BEGIN DATA SUPPLIED

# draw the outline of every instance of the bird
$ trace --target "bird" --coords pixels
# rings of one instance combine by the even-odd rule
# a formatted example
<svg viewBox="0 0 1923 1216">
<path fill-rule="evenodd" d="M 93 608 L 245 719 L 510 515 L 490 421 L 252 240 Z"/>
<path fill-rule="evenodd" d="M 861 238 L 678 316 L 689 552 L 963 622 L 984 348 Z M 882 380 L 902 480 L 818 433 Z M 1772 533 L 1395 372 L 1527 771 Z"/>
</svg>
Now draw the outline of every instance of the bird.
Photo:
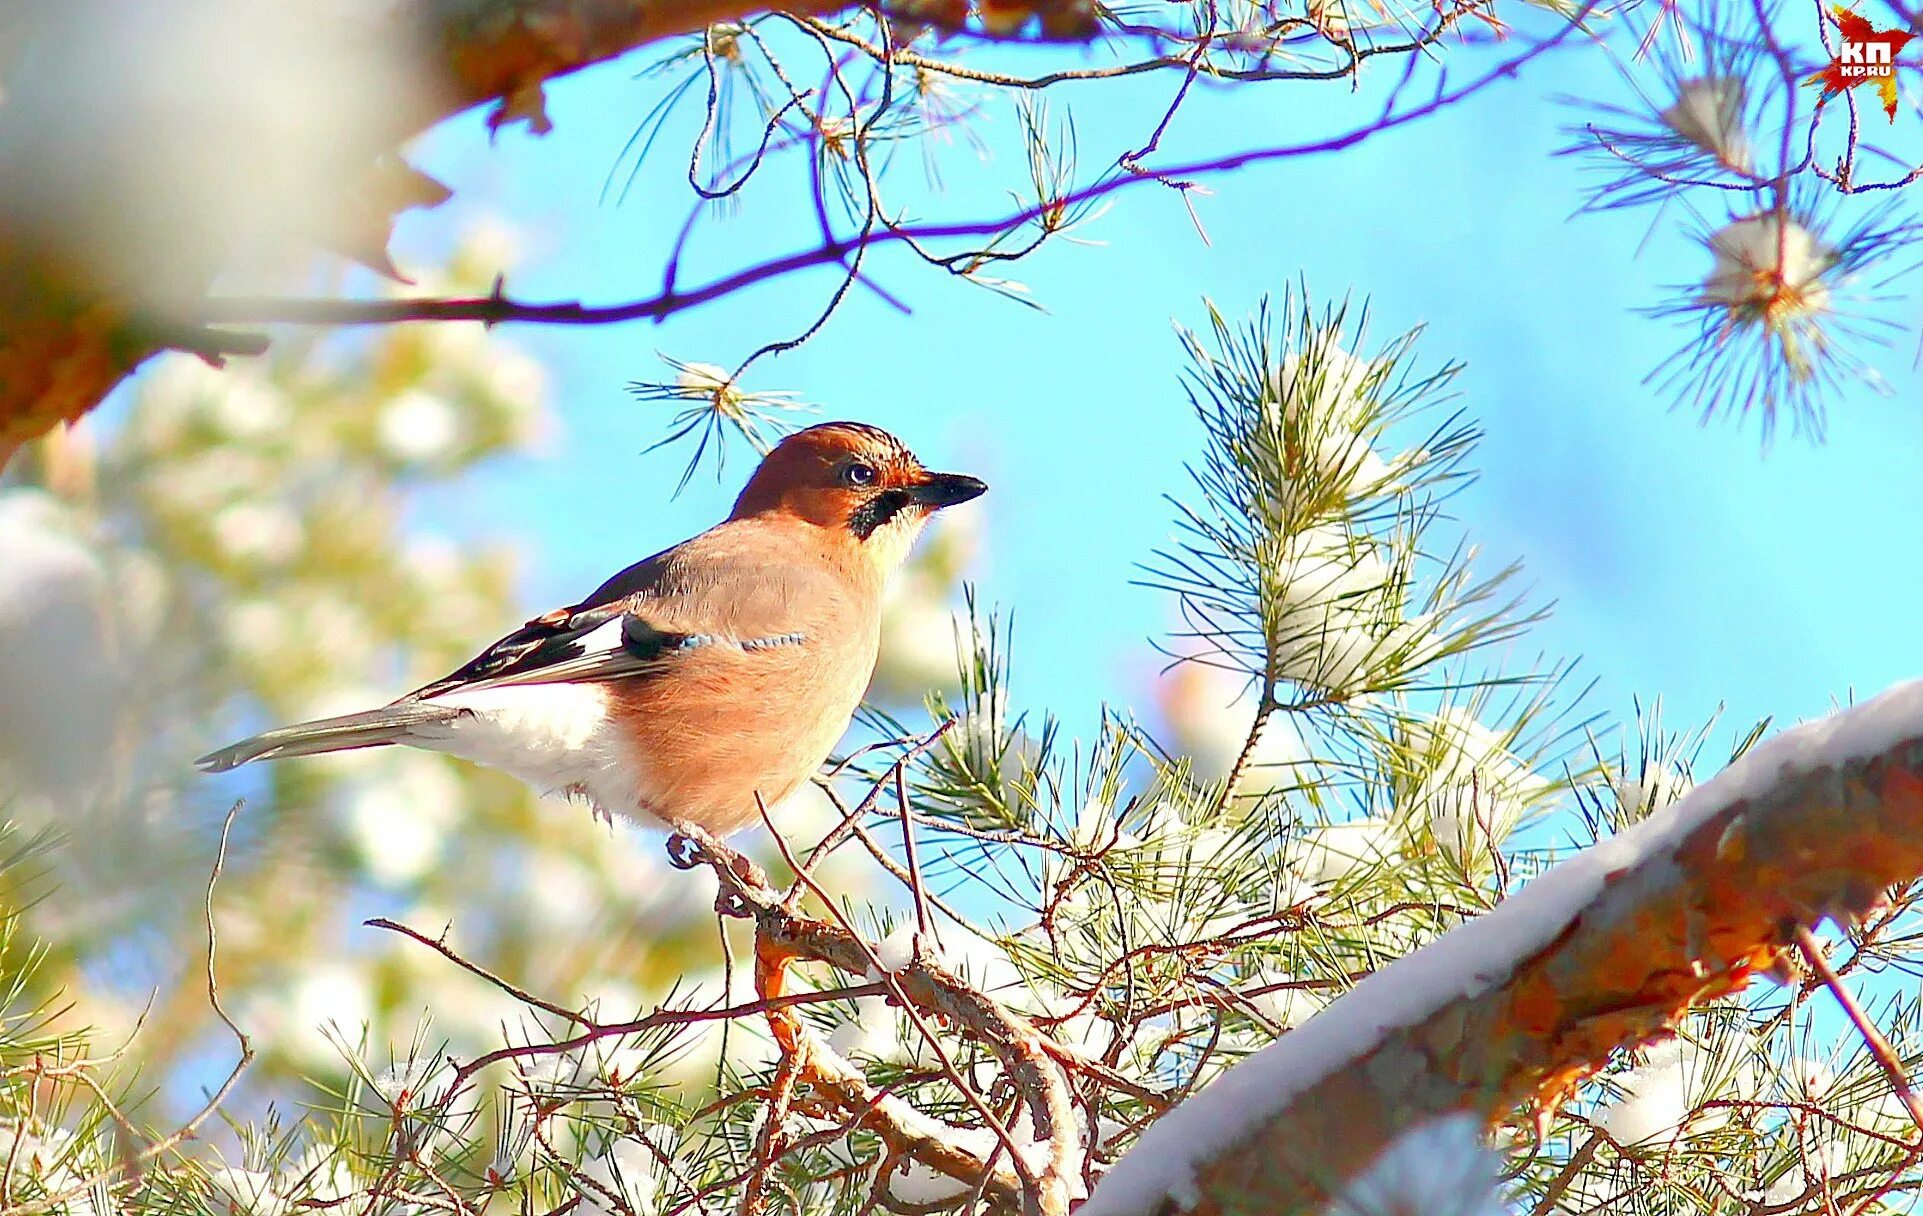
<svg viewBox="0 0 1923 1216">
<path fill-rule="evenodd" d="M 935 512 L 987 489 L 929 472 L 865 423 L 796 431 L 727 519 L 451 674 L 196 764 L 423 748 L 583 798 L 610 821 L 726 836 L 820 770 L 874 675 L 890 578 Z"/>
</svg>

END DATA SUPPLIED

*YOUR GOAL*: Throughout the material, how many lines contain the string "every"? Answer with the number alone.

*OUTPUT OF THE TASK*: 2